-- Data supplied start --
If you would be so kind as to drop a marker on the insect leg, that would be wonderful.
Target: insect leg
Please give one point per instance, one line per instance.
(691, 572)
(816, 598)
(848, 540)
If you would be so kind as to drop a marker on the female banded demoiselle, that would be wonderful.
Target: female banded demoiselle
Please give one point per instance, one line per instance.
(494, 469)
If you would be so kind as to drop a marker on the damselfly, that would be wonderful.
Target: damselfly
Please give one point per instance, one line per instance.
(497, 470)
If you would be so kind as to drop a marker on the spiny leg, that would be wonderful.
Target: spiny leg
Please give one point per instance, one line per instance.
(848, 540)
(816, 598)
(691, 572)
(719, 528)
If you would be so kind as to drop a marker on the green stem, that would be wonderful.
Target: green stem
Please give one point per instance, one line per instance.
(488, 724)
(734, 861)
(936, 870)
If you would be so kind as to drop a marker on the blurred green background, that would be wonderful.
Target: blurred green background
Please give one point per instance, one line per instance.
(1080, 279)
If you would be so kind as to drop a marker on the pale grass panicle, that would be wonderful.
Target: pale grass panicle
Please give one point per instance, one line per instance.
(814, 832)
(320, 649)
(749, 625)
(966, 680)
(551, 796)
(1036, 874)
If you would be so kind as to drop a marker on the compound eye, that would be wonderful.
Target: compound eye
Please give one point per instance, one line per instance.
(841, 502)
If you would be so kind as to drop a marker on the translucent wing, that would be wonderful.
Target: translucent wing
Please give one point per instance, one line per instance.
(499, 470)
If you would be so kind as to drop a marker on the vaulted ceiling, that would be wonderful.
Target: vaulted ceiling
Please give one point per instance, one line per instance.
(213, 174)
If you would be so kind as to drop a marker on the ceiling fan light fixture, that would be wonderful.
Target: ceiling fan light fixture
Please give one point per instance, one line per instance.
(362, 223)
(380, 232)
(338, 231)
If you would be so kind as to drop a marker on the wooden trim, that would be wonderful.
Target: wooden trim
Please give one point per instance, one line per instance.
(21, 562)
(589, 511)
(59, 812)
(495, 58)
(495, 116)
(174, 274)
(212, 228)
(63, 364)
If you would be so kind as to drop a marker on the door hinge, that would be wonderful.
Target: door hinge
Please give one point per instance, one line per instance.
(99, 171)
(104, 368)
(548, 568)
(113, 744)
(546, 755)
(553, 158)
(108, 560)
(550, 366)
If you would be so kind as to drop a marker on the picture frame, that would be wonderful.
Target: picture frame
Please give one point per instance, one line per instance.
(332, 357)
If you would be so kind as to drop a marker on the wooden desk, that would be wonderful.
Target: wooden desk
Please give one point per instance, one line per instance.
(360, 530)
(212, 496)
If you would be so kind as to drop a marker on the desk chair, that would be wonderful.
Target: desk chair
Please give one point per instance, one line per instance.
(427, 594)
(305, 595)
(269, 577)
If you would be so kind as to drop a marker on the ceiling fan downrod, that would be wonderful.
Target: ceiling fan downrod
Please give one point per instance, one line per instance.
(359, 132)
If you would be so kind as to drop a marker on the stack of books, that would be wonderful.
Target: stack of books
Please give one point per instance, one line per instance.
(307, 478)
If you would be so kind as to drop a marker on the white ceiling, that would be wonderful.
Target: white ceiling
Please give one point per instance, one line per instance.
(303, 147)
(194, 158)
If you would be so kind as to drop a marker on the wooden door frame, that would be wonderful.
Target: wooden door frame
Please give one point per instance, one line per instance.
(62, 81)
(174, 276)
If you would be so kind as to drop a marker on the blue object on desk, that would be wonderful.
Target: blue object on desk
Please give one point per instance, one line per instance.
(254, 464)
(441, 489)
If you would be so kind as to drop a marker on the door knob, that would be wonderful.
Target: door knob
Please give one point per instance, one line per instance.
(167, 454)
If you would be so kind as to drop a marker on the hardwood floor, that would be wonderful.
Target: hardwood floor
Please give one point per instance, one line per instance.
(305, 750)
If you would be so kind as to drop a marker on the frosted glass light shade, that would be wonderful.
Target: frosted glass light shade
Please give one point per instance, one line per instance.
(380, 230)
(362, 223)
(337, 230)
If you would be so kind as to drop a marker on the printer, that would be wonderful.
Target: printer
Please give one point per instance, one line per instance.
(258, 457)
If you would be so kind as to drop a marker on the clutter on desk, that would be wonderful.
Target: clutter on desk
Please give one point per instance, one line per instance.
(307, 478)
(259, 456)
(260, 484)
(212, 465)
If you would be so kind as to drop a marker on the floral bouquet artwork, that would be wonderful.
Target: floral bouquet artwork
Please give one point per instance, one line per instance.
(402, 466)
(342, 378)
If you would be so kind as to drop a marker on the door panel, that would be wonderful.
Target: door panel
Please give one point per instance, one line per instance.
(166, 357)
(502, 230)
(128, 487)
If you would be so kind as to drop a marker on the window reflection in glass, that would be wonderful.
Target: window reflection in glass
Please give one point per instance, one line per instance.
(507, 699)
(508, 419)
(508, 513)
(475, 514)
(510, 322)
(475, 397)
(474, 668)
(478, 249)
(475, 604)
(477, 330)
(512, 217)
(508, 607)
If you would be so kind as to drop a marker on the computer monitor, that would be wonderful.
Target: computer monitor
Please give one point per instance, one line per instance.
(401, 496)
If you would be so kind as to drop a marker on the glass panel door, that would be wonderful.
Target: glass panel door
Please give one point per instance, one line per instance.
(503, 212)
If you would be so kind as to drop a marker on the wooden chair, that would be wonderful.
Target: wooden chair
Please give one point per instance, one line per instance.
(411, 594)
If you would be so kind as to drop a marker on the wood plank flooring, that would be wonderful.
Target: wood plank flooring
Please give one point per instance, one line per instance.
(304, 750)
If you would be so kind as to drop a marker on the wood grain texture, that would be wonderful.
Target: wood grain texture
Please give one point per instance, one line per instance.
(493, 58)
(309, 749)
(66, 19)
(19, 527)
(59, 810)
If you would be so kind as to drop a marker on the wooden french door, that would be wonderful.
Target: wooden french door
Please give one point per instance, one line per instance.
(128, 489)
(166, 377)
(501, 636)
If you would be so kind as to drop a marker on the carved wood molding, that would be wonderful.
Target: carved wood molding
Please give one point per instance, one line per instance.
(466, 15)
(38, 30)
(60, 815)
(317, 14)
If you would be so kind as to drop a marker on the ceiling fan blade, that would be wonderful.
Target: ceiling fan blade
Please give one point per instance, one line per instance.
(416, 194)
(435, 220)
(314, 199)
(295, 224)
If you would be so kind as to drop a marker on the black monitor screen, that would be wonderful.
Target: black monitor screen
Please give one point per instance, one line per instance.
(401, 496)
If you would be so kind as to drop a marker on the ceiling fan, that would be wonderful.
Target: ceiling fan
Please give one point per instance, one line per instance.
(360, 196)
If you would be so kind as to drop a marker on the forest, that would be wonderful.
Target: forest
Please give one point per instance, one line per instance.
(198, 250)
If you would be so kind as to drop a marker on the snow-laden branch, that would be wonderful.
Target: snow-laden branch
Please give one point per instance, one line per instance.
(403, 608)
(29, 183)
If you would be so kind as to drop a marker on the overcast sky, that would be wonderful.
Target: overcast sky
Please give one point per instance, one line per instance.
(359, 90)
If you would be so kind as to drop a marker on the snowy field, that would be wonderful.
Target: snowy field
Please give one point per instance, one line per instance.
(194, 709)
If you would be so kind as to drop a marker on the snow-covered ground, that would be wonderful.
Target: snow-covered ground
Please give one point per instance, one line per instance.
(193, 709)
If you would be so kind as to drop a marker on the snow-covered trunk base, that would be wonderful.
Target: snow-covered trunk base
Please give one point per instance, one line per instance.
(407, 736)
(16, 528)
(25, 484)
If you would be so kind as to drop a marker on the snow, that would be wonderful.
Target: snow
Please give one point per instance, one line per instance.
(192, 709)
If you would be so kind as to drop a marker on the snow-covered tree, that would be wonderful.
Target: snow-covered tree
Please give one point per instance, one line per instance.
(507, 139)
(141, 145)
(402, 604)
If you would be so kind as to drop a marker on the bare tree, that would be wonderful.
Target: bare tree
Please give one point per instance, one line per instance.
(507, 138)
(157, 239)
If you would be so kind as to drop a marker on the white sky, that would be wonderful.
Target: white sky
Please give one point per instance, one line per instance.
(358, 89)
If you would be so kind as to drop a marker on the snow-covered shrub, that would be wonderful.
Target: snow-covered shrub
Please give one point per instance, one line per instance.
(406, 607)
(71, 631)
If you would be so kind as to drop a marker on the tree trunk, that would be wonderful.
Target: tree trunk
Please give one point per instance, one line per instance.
-- Data supplied end --
Please write out the entries above again, from the very start down through the line that contains "(1036, 874)", swapping each "marker" for "pin" and leaving everything else unchanged.

If you would be so kind as to drop a pin on the insect leg, that would be wonderful.
Target: insect leg
Please give one point per instance, one line per instance.
(691, 572)
(816, 598)
(848, 540)
If you would be so kind as to drop a pin on the female banded demoiselle, that would be wonderful.
Target: female banded demoiselle
Please give one point per instance, one line per instance.
(494, 469)
If you would be so kind as to drop a pin on the damselfly, that would be wonderful.
Target: damselfly
Please give one point per instance, one line per instance.
(497, 470)
If you would be so kind as to drop a pin on the spiny leg, that would be wonderful.
Target: spiny leg
Please give one point per instance, one line per instance.
(848, 540)
(816, 598)
(691, 572)
(719, 528)
If you would be so kind as to drop a pin on the green stem, that would be wonderful.
Target: green stem
Please give one point per instance, one line per instance.
(488, 724)
(734, 861)
(936, 870)
If you would be so kind as to drop a pin on the blurred green background, that would be wonderful.
Target: blurred green background
Please give one point per instance, one line per instance.
(1080, 279)
If you would be so kind as to drop a pin on the pale grass panicle, that would be wonderful.
Target: pale grass panicle
Please give one point per instance, one line per instance.
(814, 832)
(320, 649)
(749, 625)
(966, 680)
(551, 796)
(1036, 874)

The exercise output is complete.